> [APPLY WHAT YOU READ]
• a. According to the transvaginal mesh trial report, how much did the jury award the plaintiff in punitive damages?
• b. Carry on writing the transvaginal mesh trial report from its last sentence.

> [DOCUMENT EXTRACT]
╭──
Jury awards $2 Million in Compensatory and Punitive Damages in Transvaginal Mesh Trial
Earlier this month, the jury reached a verdict in the first of four bellwether cases of the more than 20,000 lawsuits consolidated in U.S. District Court for the Southern District of West Virginia regarding the safety of transvaginal mesh implants. Following a two-week trial and 12 hours of deliberations, the jury returned a verdict in favor of the injured plaintiff, awarding her $250,000 in compensatory damages and $1,750,000 in punitive damages.
Thousands of lawsuits across the country have been filed against C.R. Bard for its Avaulta Mesh as well as other manufacturers of vaginal mesh, which have been surgically implanted to repair conditions such as pelvic organ prolapse or stress urinary incontinence. These products have caused serious, painful complications in women who have had the surgery.
╰──
> [RECORD EXCERPTS]
╭──
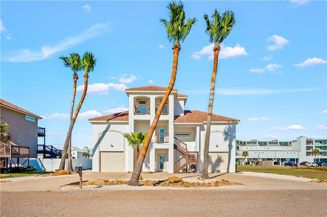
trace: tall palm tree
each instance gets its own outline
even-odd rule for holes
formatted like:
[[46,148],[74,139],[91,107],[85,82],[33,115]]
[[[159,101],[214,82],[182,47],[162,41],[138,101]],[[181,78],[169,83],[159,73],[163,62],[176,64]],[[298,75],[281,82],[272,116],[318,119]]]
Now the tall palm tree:
[[[315,156],[315,158],[316,158],[315,161],[317,161],[317,155],[320,154],[320,150],[317,148],[315,148],[312,150],[312,155]],[[313,161],[315,161],[314,158],[313,159]]]
[[205,33],[210,38],[210,42],[215,43],[214,46],[214,69],[211,78],[211,88],[209,105],[208,108],[208,118],[205,129],[205,139],[204,140],[204,148],[203,152],[203,163],[200,177],[208,179],[208,155],[209,154],[209,142],[210,141],[210,129],[211,128],[211,119],[213,116],[213,106],[214,104],[214,95],[215,94],[215,85],[216,76],[218,66],[218,55],[220,50],[220,44],[227,38],[235,24],[234,13],[231,11],[226,11],[220,15],[217,9],[212,16],[210,20],[207,14],[203,16],[206,23]]
[[188,19],[186,21],[186,23],[185,22],[185,12],[184,11],[183,4],[181,1],[177,3],[173,1],[169,4],[167,8],[169,10],[170,20],[167,21],[165,19],[161,19],[160,20],[160,21],[162,23],[166,28],[167,39],[169,42],[170,42],[172,41],[174,41],[174,46],[173,46],[172,48],[174,50],[174,59],[173,60],[172,75],[169,85],[159,105],[158,110],[155,113],[152,123],[148,132],[148,135],[145,139],[140,151],[139,156],[134,168],[131,179],[127,182],[127,184],[129,185],[138,185],[138,177],[141,173],[142,165],[149,147],[149,145],[150,144],[150,142],[157,126],[157,124],[158,123],[161,113],[164,109],[165,104],[167,101],[167,99],[168,99],[168,97],[173,90],[174,85],[175,84],[175,80],[176,79],[176,75],[177,71],[178,55],[179,50],[180,50],[179,42],[182,42],[184,41],[186,37],[190,33],[192,25],[195,23],[197,21],[196,19],[194,18],[193,19]]
[[[243,157],[245,157],[245,158],[246,158],[246,157],[249,156],[249,152],[248,151],[243,151],[242,152],[242,156],[243,156]],[[247,160],[246,160],[246,161],[247,162]]]
[[141,144],[144,143],[145,138],[147,137],[146,132],[131,132],[130,133],[124,133],[124,136],[128,141],[128,144],[132,147],[136,148],[136,161],[138,159],[139,156],[139,146]]
[[[73,118],[73,113],[74,111],[74,105],[75,102],[75,96],[76,95],[76,84],[78,79],[78,75],[77,72],[81,71],[83,69],[82,65],[82,60],[78,53],[70,53],[70,57],[64,57],[63,56],[59,57],[59,59],[62,60],[63,62],[64,66],[70,68],[74,72],[73,74],[73,79],[74,80],[74,84],[73,88],[73,97],[72,97],[72,104],[71,105],[71,112],[69,114],[69,121],[72,121]],[[63,153],[65,152],[65,156],[68,153],[68,171],[73,171],[73,165],[72,163],[72,138],[69,139],[69,142],[67,148],[64,148],[62,150]]]
[[[72,137],[72,131],[73,131],[73,127],[74,127],[74,125],[75,123],[75,121],[76,121],[76,119],[77,118],[77,116],[78,115],[78,113],[81,110],[81,107],[82,107],[82,104],[83,104],[83,102],[84,101],[84,99],[85,98],[85,96],[86,95],[86,92],[87,91],[87,83],[88,80],[88,74],[90,72],[93,71],[94,69],[94,67],[96,66],[96,63],[97,62],[97,59],[95,58],[94,55],[91,52],[86,51],[83,55],[82,58],[82,65],[83,68],[84,68],[84,90],[83,91],[83,94],[82,94],[82,96],[81,97],[81,99],[80,100],[79,103],[78,103],[78,105],[76,108],[76,111],[75,111],[75,113],[74,115],[74,117],[71,120],[71,123],[69,124],[69,128],[68,129],[68,132],[67,133],[67,136],[66,137],[66,140],[65,141],[65,144],[63,147],[63,150],[67,149],[68,148],[68,144],[69,142],[70,138]],[[64,153],[63,151],[62,156],[61,157],[61,161],[60,161],[60,166],[59,167],[59,170],[64,170],[65,168],[65,161],[66,159],[66,156],[67,156],[67,153]],[[70,169],[70,168],[68,168],[68,170]],[[69,170],[68,170],[69,171]],[[73,169],[72,169],[72,171],[73,171]]]
[[1,142],[8,142],[11,139],[11,135],[8,132],[8,124],[2,120],[0,121],[0,140]]
[[88,152],[85,151],[82,153],[82,156],[83,156],[83,157],[85,157],[86,159],[86,157],[90,157],[90,154],[89,154]]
╰──
> [SOLVED PROBLEMS]
• a. $1,750,000

• b.
The weeks leading up to the trial saw a flurry of motions filed with the court by plaintiffs and defense, such as summary judgment motions by plaintiffs and defense trying to get the judge to decide the case in their favor without a trial, as well as motions to disqualify the plaintiffs’ medical experts or exclude portions of their testimony.
As a bellwether trial, the outcome in this case should be a fairly good indicator of how the other cases will turn out. A particularly damning piece of evidence may have been e-mails uncovered in the trial which showed that the device manufacturers used a material for their mesh after being told it was not fit to be permanently implanted in people.
As noted above, there are thousands of complaints across the country filed by women who have been injured by these transvaginal mesh implants. This recent case is one of the first to go all the way to trial and a jury verdict. In the first such case, tried last year in the Kern County Superior Court in Bakersfield, California, the jury returned a $5.5 million judgment against Bard Medical and in favor the injured plaintiff.